__Texto fornecido__:
======

O Nosso Querido Figueiredo lança “Os Melhores Anos Das Nossas Vidas”, o sucessor do bom “Juventude”, de 2017 (leia e ouça aqui), em 14 de março de 2019, novamente pela sua página no Bandcamp.
O Nosso Querido Figueiredo é o projeto de Matheus Borges, que tem entre tantas qualidades uma habilidade singular com as palavras. Abaixo, um exemplo. Está transcrito na íntegra o bom texto de apresentação que Borges fez sobre a obra:
“‘Os Melhores Anos Das Nossas Vidas’ é meu álbum número 40 e poucos, eu não sei dizer precisamente e peço desculpas por isso. Talvez seja o 50. É também o primeiro desde o aniversário de uma década do projeto Nosso Querido Figueiredo, que começou em 2008 quando eu tinha quinze anos, um violão de quatro cordas, muito ódio no peito e uns poemas horríveis.
A respeito desse álbum, é preciso dizer que: pensei nele enquanto bebia cachaça e via televisão no domingo do segundo turno das eleições (pra presidente, em 2018), pensei também que a noite seria longa e se estenderia ao longo da semana seguinte – talvez mais além. Não a noite em si, não o domingo, mas os miasmas daquele dia específico, a sensação de impotência e desgosto.
O peso daquela noite se manteve grudado ao meu corpo ao longo dos próximos dias e os ecos dos fogos de artifício encontravam rimas sinistras nos automóveis que cruzavam a rua, na gente que sorria ao passear com cachorros, a noite de domingo se estendendo e se transformando em antimatéria, preenchendo as lacunas do mundo visível, desconfiança vazando entre postes, pneus e paredes. Entre mercearias, farmácias e botecos de esquina.
É minha rendição através de palavras e sons dessa noite e de sua sombra dissimulada, do pavor de veludo se desdobrando no céu.
(…)
É preciso dizer também que não considero este um álbum de música lo-fi, visto que busquei trabalhar em maior fidelidade do que na maioria dos meus trabalhos anteriores (vinha ensaiando essa transição há algum tempo e aqui tentei consolidar esse novo modo, ainda que aos tropeços). Enxergo nessas composições uma coesão temática e percebo diversas influências, que eu não vou dizer quais são, a fim de não poluir a fruição do ouvinte.
Sobre o título desta coleção e sua aparante ironia ou ilusório otimismo, o que tenho a dizer é que o critério aplicado à escolha dessa frase (que também dá nome a um filme de 1946 dirigido por William Wyler) funciona como pseudosequência à escolha do título ‘Juventude’ (meu álbum de 2017). Digo pseudo porque, ainda que um título seja consequência do outro, o álbum atual não é uma continuação do anterior.
Se em 2017 anunciei o fim da juventude, agora me encontro no estágio seguinte (bem como o filme de William Wyler usa dessa mesma frase pra sintetizar o estágio seguinte ao trauma da guerra em que vivem seus protagonistas), que ainda não é velhice porém já não é mais adolescência, algo como um limbo etário, saindo dos vinte e prestes a entrar nos trinta. Teoricamente, seriam esses os melhores anos (ie, o intervalo) das nossas vidas (existências), no sentido de que esse período da vida é associado a diversas conquistas e à consolidação do indivíduo no organismo social etc. Não que eu não tenha nada do que me orgulhar.

======

__Tarefa 1__: Copie o trecho do texto sobre o álbum entre "O Nosso Querido Figueiredo lança" e "página no Bandcamp.", inclusive, trocando "lança" por "publica".
O texto sobre o álbum e os registros vêm de fontes diferentes.

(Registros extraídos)
======

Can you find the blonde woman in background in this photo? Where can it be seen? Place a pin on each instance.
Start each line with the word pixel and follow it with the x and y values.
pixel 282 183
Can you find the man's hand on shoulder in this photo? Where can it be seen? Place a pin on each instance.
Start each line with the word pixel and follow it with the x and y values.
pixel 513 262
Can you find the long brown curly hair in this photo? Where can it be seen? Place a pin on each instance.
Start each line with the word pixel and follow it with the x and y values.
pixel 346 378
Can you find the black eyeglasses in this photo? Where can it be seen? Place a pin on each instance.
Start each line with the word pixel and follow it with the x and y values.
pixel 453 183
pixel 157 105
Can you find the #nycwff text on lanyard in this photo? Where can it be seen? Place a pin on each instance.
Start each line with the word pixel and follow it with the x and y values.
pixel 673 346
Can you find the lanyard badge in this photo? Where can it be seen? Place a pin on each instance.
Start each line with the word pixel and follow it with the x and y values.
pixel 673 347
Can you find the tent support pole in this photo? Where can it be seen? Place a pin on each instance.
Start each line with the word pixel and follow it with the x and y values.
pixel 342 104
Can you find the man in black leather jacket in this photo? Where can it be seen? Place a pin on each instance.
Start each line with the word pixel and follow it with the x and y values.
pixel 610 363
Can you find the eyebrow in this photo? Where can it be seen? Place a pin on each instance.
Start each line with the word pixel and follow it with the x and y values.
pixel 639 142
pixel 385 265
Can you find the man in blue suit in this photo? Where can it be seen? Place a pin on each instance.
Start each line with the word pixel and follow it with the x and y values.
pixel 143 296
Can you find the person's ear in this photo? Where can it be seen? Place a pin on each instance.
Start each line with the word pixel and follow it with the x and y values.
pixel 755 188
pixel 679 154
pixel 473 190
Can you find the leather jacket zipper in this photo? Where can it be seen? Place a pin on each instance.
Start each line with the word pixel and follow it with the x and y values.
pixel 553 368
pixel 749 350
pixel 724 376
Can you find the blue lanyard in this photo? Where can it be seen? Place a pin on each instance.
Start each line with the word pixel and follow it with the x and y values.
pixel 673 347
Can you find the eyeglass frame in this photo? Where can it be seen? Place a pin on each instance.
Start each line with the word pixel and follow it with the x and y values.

======

__Tarefa 2__: Transcreva, sem mudar nada, as linhas dos registros entre a que contém "Can you find the long" e a que contém "pixel 610 363", inclusive.

__Resposta completa 1__:
O Nosso Querido Figueiredo publica “Os Melhores Anos Das Nossas Vidas”, o sucessor do bom “Juventude”, de 2017 (leia e ouça aqui), em 14 de março de 2019, novamente pela sua página no Bandcamp.

__Resposta completa 2__:
Can you find the long brown curly hair in this photo? Where can it be seen? Place a pin on each instance.
Start each line with the word pixel and follow it with the x and y values.
pixel 346 378
Can you find the black eyeglasses in this photo? Where can it be seen? Place a pin on each instance.
Start each line with the word pixel and follow it with the x and y values.
pixel 453 183
pixel 157 105
Can you find the #nycwff text on lanyard in this photo? Where can it be seen? Place a pin on each instance.
Start each line with the word pixel and follow it with the x and y values.
pixel 673 346
Can you find the lanyard badge in this photo? Where can it be seen? Place a pin on each instance.
Start each line with the word pixel and follow it with the x and y values.
pixel 673 347
Can you find the tent support pole in this photo? Where can it be seen? Place a pin on each instance.
Start each line with the word pixel and follow it with the x and y values.
pixel 342 104
Can you find the man in black leather jacket in this photo? Where can it be seen? Place a pin on each instance.
Start each line with the word pixel and follow it with the x and y values.
pixel 610 363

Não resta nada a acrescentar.